● STATED TASK A
Pick out every line of the listing that contains the string "TARGET" and copy those lines.

# START OF DOCUMENT EXTRACT

DANNY GHITIS/Special to The Sun
Andre and Yulia Strekalov are from Russia, a country whose cuisine is peppered with canned fish, pickled vegetables, smoked meats, fragrant cheeses, robust wines, icy vodkas and red and black caviar.
But most of these could not be readily found in Gainesville. Without driving long distances, the Muskovites couldn't find their favorite foods, including luscious dark chocolate. They had to ask friends to bring some back from a trip to their homeland.
Neither could the resident Polish people find their pates, nor the Hungarians their salami, nor, for that matter, Yugoslavians their beloved fruit juices.
The Strekalovs perceived a need, and they met it by opening late last year World Food Market, a Russian food and European delicatessen catering to Old World taste buds.
"Gainesville has so many international residents," Andre said. "It's such a diversified population, with many Russian and Eastern and Western European people.
The store in Glenwood Plaza off NW Second Street and 23rd Avenue is stocked with more than 750 different items, not including books and newspapers. Refrigerators house European style cottage cheese similar to German quark, a fermented milk called kefir and a lot of pickled herring.
Every week a shipment of heavy bread comes in from a baker in New York City. Cold cuts including bolognas, sausages and crackly skinned wurst fill a cooler. There are nearly 20 different types of cheese, many low-sodium, Andre said. Condiments such as mustard and horseradish line shelves along with guilder rose juice, Ukrainian beer and Moldovan and Georgian wines. There are blintzes with sour cherries, real Russian ice cream and huge wafer cookies.
Other cultures can find key ingredients for meals, Andre said. Italians can find bruschetta and Sicilians caponata, "and Asians - they buy cold smoked mackerel," he said.
The Strekalovs have a large book in which they write special requests and try to fill them.
"A third of what we have now on hand is special order," he said.
Recently they were searching for a special sheep cheese called kashkaval for a Bulgarian customer.
Yulia, 25, was raised in Moscow but has lived all over Europe and can understand German, Polish and other European languages, at least enough for her to decipher what a foreign customer is looking for. Andre, 35, has lived in Gainesville for 15 years and, among other things, has sold cars.
"For some, this (shop) is a relief, to find something from home. For others, if they've never been farther than North Carolina, this is something to experience," Yulia said.

# END OF DOCUMENT EXTRACT
# START OF RECORDS FOR THIS EXERCISE

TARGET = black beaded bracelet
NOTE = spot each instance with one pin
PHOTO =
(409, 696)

# END OF RECORDS FOR THIS EXERCISE
# START OF RECORDS FOR THIS EXERCISE

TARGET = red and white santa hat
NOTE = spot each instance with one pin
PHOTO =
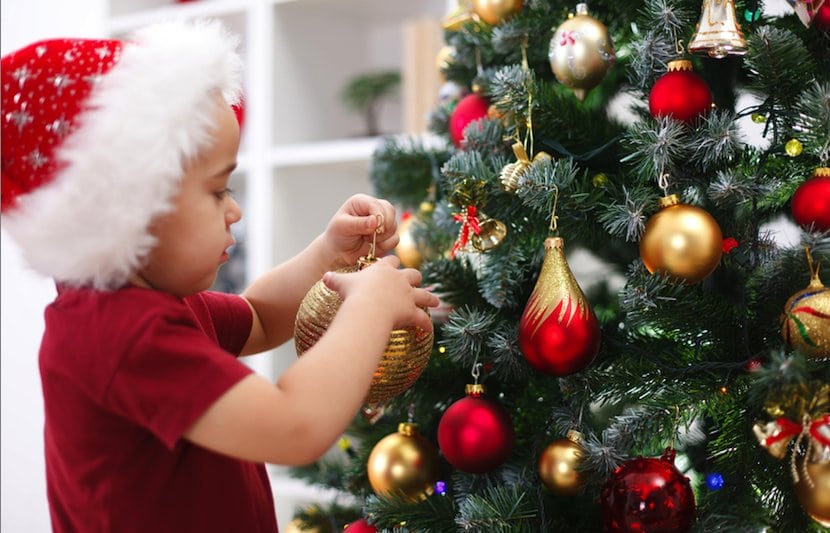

# END OF RECORDS FOR THIS EXERCISE
# START OF RECORDS FOR THIS EXERCISE

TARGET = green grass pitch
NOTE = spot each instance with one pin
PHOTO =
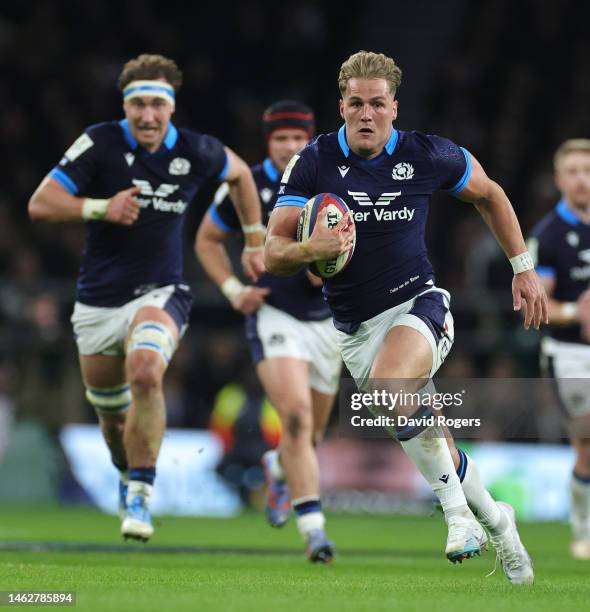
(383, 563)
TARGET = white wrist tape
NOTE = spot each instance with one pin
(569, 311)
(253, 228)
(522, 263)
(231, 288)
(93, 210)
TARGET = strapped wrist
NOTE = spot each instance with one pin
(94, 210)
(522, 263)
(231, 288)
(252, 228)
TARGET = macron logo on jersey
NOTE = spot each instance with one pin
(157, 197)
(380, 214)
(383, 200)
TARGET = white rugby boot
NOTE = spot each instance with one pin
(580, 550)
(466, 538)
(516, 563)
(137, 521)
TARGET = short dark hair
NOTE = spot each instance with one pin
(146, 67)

# END OF RECORDS FOR THIS EXERCISE

● STATED TASK B
Check each statement against the article about the Gainesville food market and answer yes or no, quoting the article's deciding words: (i) The store receives a weekly shipment of heavy bread from a baker in New York City. (ii) Yulia grew up in Gainesville. (iii) The count of more than 750 items includes books and newspapers.

● EXERCISE RESPONSE A
TARGET = black beaded bracelet
TARGET = red and white santa hat
TARGET = green grass pitch
TARGET = white wrist tape
TARGET = strapped wrist
TARGET = macron logo on jersey
TARGET = white rugby boot
TARGET = short dark hair

● EXERCISE RESPONSE B
(i) Yes: "Every week a shipment of heavy bread comes in from a baker in New York City."
(ii) No: "Yulia, 25, was raised in Moscow"
(iii) No: "stocked with more than 750 different items, not including books and newspapers"